▶ BRIEF: Switch every "result" in the items below to "answer" and write out all the items again with nothing else changed. Leave the pictures out.

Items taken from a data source

>> begin

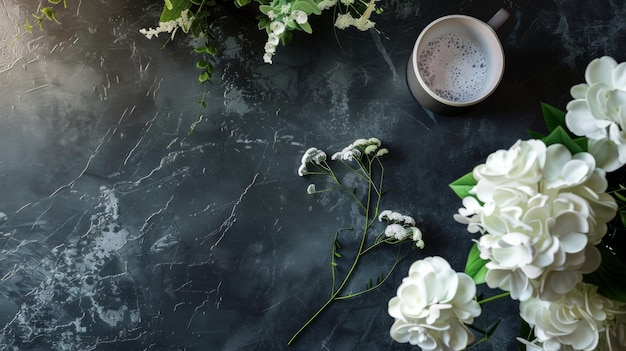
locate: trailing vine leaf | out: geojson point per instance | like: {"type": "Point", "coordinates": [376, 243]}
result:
{"type": "Point", "coordinates": [476, 266]}
{"type": "Point", "coordinates": [463, 185]}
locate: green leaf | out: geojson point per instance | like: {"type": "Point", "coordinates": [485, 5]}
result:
{"type": "Point", "coordinates": [610, 277]}
{"type": "Point", "coordinates": [553, 117]}
{"type": "Point", "coordinates": [463, 185]}
{"type": "Point", "coordinates": [265, 9]}
{"type": "Point", "coordinates": [526, 333]}
{"type": "Point", "coordinates": [560, 136]}
{"type": "Point", "coordinates": [476, 266]}
{"type": "Point", "coordinates": [308, 6]}
{"type": "Point", "coordinates": [535, 135]}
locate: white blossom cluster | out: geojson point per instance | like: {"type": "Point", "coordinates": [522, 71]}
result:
{"type": "Point", "coordinates": [581, 319]}
{"type": "Point", "coordinates": [281, 20]}
{"type": "Point", "coordinates": [433, 305]}
{"type": "Point", "coordinates": [401, 227]}
{"type": "Point", "coordinates": [183, 22]}
{"type": "Point", "coordinates": [345, 20]}
{"type": "Point", "coordinates": [598, 111]}
{"type": "Point", "coordinates": [359, 147]}
{"type": "Point", "coordinates": [541, 211]}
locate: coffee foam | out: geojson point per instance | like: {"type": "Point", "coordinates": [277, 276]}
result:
{"type": "Point", "coordinates": [453, 67]}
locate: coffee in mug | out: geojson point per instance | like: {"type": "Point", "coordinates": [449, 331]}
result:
{"type": "Point", "coordinates": [457, 62]}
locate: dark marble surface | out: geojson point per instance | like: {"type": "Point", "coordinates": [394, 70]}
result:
{"type": "Point", "coordinates": [122, 232]}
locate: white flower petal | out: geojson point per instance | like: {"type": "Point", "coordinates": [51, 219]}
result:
{"type": "Point", "coordinates": [619, 76]}
{"type": "Point", "coordinates": [579, 91]}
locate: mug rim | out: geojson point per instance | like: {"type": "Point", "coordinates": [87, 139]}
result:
{"type": "Point", "coordinates": [431, 93]}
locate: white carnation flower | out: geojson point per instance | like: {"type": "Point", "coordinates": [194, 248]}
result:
{"type": "Point", "coordinates": [541, 211]}
{"type": "Point", "coordinates": [577, 320]}
{"type": "Point", "coordinates": [432, 306]}
{"type": "Point", "coordinates": [520, 165]}
{"type": "Point", "coordinates": [598, 110]}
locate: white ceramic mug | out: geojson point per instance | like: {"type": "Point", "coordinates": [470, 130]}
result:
{"type": "Point", "coordinates": [457, 62]}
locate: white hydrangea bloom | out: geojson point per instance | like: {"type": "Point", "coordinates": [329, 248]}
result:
{"type": "Point", "coordinates": [598, 111]}
{"type": "Point", "coordinates": [541, 211]}
{"type": "Point", "coordinates": [576, 321]}
{"type": "Point", "coordinates": [432, 306]}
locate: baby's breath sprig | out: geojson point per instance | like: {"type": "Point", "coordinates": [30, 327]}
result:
{"type": "Point", "coordinates": [363, 158]}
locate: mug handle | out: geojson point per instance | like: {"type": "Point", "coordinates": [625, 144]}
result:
{"type": "Point", "coordinates": [498, 19]}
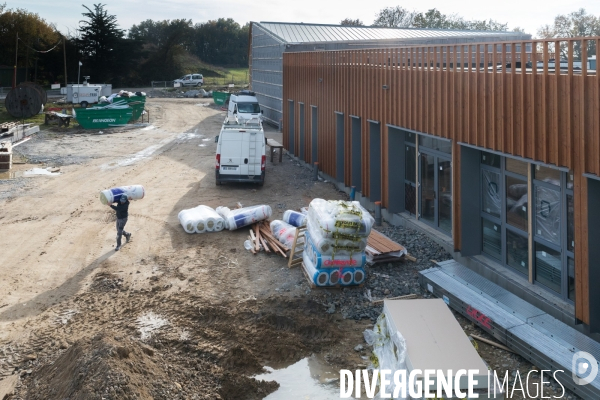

>> end

▶ EXERCISE SOLUTION:
locate: trailing vine leaf | out: geojson point per instance | like: {"type": "Point", "coordinates": [376, 243]}
answer:
{"type": "Point", "coordinates": [476, 266]}
{"type": "Point", "coordinates": [463, 185]}
locate: green leaf | out: geojson point per instance | like: {"type": "Point", "coordinates": [485, 5]}
answer:
{"type": "Point", "coordinates": [610, 277]}
{"type": "Point", "coordinates": [553, 117]}
{"type": "Point", "coordinates": [463, 185]}
{"type": "Point", "coordinates": [265, 9]}
{"type": "Point", "coordinates": [526, 333]}
{"type": "Point", "coordinates": [560, 136]}
{"type": "Point", "coordinates": [476, 266]}
{"type": "Point", "coordinates": [308, 6]}
{"type": "Point", "coordinates": [535, 135]}
locate: white blossom cluster | out: geojson point per instance | like: {"type": "Point", "coordinates": [522, 71]}
answer:
{"type": "Point", "coordinates": [581, 319]}
{"type": "Point", "coordinates": [281, 20]}
{"type": "Point", "coordinates": [433, 305]}
{"type": "Point", "coordinates": [401, 227]}
{"type": "Point", "coordinates": [183, 22]}
{"type": "Point", "coordinates": [345, 20]}
{"type": "Point", "coordinates": [598, 111]}
{"type": "Point", "coordinates": [359, 147]}
{"type": "Point", "coordinates": [541, 211]}
locate: coffee foam | out: geojson point per instance | like: {"type": "Point", "coordinates": [277, 276]}
answer:
{"type": "Point", "coordinates": [453, 67]}
locate: coffee in mug | out: geojson point per instance | like: {"type": "Point", "coordinates": [449, 331]}
answer:
{"type": "Point", "coordinates": [457, 62]}
locate: dark marble surface | out: geojson point per instance | like: {"type": "Point", "coordinates": [394, 70]}
answer:
{"type": "Point", "coordinates": [122, 232]}
locate: white flower petal | out: geojson point per instance | like: {"type": "Point", "coordinates": [51, 219]}
answer:
{"type": "Point", "coordinates": [619, 76]}
{"type": "Point", "coordinates": [579, 91]}
locate: mug rim | out: geojson point per instance | like: {"type": "Point", "coordinates": [87, 139]}
answer:
{"type": "Point", "coordinates": [431, 93]}
locate: white carnation flower | out: geojson point per instance | like: {"type": "Point", "coordinates": [194, 248]}
answer:
{"type": "Point", "coordinates": [541, 211]}
{"type": "Point", "coordinates": [577, 320]}
{"type": "Point", "coordinates": [432, 306]}
{"type": "Point", "coordinates": [520, 165]}
{"type": "Point", "coordinates": [598, 110]}
locate: white ceramic mug | out: geojson point per instance | like: {"type": "Point", "coordinates": [470, 130]}
answer:
{"type": "Point", "coordinates": [457, 62]}
locate: white hydrangea bloom | out: geojson point per instance | like: {"type": "Point", "coordinates": [329, 248]}
answer:
{"type": "Point", "coordinates": [598, 111]}
{"type": "Point", "coordinates": [541, 211]}
{"type": "Point", "coordinates": [576, 321]}
{"type": "Point", "coordinates": [432, 306]}
locate: baby's breath sprig | out: geojson point per instance | like: {"type": "Point", "coordinates": [30, 327]}
answer:
{"type": "Point", "coordinates": [363, 158]}
locate: mug handle | out: geojson point per instance | like: {"type": "Point", "coordinates": [625, 144]}
answer:
{"type": "Point", "coordinates": [498, 19]}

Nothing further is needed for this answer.